#### Your objective:
Count the lines in the listing below that contain the string "positive". Give only the number.

Saved data entries:

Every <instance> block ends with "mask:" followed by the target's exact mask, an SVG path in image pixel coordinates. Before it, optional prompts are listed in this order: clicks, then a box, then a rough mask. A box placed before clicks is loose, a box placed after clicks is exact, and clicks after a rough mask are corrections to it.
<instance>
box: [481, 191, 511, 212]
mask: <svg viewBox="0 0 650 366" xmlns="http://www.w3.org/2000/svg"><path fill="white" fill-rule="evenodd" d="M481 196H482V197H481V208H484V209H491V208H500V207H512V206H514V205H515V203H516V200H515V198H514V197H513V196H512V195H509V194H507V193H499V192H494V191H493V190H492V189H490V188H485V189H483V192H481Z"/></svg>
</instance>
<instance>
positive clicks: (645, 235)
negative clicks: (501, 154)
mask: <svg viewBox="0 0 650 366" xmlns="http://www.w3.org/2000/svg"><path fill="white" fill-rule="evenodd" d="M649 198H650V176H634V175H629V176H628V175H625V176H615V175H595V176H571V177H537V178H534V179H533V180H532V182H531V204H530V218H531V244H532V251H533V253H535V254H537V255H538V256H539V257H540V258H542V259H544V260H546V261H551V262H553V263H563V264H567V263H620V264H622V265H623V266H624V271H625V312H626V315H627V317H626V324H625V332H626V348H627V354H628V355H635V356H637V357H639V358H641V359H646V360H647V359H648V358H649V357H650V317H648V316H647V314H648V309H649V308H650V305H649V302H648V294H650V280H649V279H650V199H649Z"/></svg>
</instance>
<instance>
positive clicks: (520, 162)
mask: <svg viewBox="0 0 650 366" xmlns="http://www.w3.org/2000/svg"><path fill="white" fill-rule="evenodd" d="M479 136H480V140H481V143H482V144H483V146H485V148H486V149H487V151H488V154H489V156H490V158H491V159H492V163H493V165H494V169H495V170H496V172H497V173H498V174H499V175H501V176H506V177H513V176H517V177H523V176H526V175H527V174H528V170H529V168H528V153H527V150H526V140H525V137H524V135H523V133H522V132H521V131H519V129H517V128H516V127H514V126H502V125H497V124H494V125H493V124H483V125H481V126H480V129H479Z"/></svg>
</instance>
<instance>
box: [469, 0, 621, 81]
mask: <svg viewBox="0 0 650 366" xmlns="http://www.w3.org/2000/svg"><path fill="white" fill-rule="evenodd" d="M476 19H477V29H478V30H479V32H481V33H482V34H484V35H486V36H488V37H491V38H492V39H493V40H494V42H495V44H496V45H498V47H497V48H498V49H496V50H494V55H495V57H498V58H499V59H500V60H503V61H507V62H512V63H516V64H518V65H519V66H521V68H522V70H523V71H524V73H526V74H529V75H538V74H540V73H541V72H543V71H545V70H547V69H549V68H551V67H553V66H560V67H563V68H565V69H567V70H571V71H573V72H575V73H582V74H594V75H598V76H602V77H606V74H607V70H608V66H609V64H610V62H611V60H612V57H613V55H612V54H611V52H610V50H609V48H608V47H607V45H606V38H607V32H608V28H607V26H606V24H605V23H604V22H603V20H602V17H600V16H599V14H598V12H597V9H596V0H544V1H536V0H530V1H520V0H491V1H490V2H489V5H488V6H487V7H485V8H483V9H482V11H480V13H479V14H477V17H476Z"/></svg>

#### Answer to the problem:
2